--- begin ---
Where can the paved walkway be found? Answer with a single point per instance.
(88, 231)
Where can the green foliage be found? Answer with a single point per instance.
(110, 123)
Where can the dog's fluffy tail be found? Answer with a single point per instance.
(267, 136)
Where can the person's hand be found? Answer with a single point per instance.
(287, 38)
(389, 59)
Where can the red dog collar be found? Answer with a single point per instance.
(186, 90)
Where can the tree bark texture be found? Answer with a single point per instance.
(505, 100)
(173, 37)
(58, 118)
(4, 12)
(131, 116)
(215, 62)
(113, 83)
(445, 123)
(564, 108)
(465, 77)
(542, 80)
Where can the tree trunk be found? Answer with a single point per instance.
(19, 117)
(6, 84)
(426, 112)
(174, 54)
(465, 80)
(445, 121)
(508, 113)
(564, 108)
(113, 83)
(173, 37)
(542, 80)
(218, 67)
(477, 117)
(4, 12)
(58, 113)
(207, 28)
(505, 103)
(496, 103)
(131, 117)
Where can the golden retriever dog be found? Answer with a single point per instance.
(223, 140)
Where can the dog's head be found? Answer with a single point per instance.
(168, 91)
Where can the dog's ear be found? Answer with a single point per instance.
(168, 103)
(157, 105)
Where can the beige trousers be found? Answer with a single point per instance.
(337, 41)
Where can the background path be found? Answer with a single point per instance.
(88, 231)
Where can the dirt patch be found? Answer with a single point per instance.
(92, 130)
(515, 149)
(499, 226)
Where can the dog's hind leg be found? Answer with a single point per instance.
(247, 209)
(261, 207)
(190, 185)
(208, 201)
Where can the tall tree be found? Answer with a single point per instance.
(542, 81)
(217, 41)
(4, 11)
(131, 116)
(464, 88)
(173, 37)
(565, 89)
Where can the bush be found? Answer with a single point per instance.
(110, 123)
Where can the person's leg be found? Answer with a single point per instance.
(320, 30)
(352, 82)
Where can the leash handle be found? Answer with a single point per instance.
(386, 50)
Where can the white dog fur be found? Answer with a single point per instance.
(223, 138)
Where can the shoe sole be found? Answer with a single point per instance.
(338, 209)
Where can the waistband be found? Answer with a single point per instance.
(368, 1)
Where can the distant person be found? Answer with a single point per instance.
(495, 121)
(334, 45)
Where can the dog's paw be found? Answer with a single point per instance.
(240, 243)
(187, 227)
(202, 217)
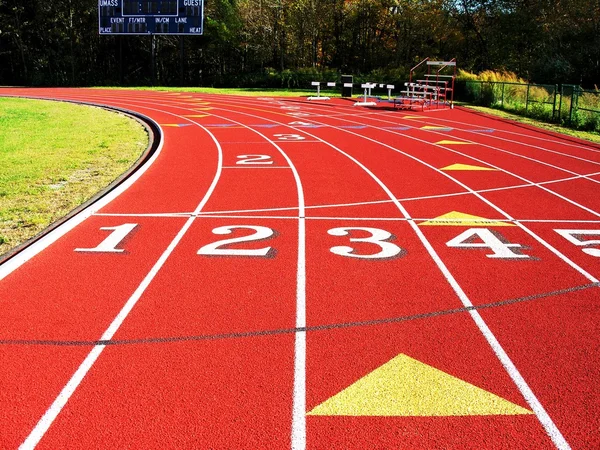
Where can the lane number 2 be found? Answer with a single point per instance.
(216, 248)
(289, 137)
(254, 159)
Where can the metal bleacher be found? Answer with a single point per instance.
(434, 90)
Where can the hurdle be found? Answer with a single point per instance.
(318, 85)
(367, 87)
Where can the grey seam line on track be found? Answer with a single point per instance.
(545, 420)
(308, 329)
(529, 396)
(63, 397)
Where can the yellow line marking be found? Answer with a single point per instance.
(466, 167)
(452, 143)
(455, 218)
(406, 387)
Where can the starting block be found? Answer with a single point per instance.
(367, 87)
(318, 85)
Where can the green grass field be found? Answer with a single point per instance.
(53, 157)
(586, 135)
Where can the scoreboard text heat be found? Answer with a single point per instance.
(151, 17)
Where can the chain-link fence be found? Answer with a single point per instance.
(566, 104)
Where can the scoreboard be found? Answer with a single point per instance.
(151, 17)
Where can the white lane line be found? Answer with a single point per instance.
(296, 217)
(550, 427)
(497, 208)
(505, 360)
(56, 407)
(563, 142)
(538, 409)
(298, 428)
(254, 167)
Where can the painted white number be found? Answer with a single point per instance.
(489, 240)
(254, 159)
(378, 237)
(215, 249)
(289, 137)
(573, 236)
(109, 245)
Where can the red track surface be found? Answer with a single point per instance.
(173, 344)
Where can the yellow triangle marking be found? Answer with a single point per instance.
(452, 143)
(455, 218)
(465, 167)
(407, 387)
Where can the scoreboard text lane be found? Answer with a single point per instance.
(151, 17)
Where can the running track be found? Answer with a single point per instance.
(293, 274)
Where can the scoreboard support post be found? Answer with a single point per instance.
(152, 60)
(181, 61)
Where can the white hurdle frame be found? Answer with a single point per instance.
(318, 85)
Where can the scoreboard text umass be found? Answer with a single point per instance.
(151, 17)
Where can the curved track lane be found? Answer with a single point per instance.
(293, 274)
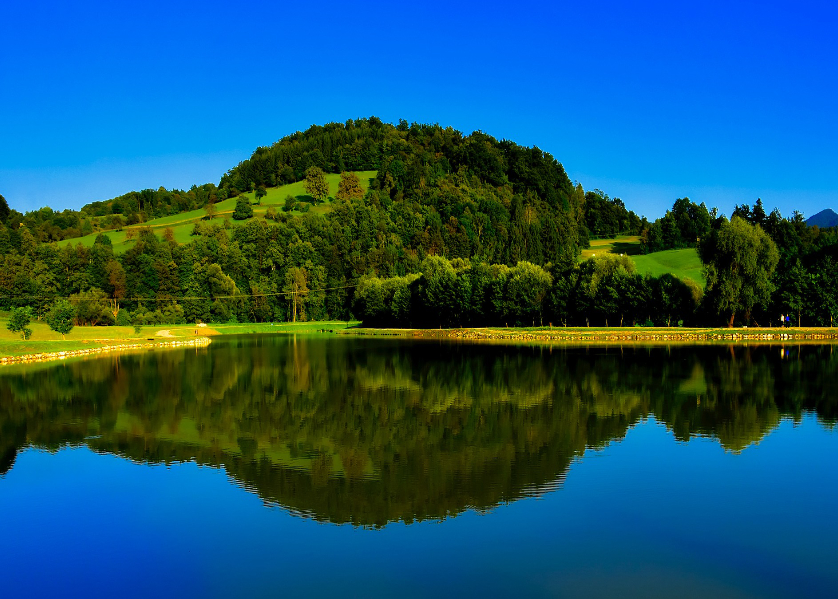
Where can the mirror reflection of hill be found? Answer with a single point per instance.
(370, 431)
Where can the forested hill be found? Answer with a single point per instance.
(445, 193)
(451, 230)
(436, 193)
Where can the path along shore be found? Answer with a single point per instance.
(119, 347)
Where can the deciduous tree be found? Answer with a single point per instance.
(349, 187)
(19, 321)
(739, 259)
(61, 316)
--- end ---
* **WHAT YOU WILL DO**
Could you repeat the records word for word, from the line containing "Where can the scoreboard support" through the end of the records, leaving out the pictures?

* **RESPONSE TO THE TASK**
Where can the scoreboard support post be found? Answer with a single point per instance.
(152, 60)
(181, 61)
Where can the white hurdle frame be found? Answer with a single point per instance.
(318, 85)
Where can the scoreboard text umass be found? Answer with a single point per instance.
(151, 17)
Where can the curved track lane be found? Answer with a single point per instance.
(293, 274)
Where can the mirror reflection of hill be found? Answer with a single point per instance.
(370, 431)
Where can the forested hill be found? Answer with a single point per instance.
(445, 193)
(451, 230)
(436, 193)
Where can the path along shore be found? Answer with a single point per instance.
(119, 347)
Where can the deciduous tree be found? Answer with a single point per instance.
(349, 187)
(19, 321)
(739, 259)
(61, 316)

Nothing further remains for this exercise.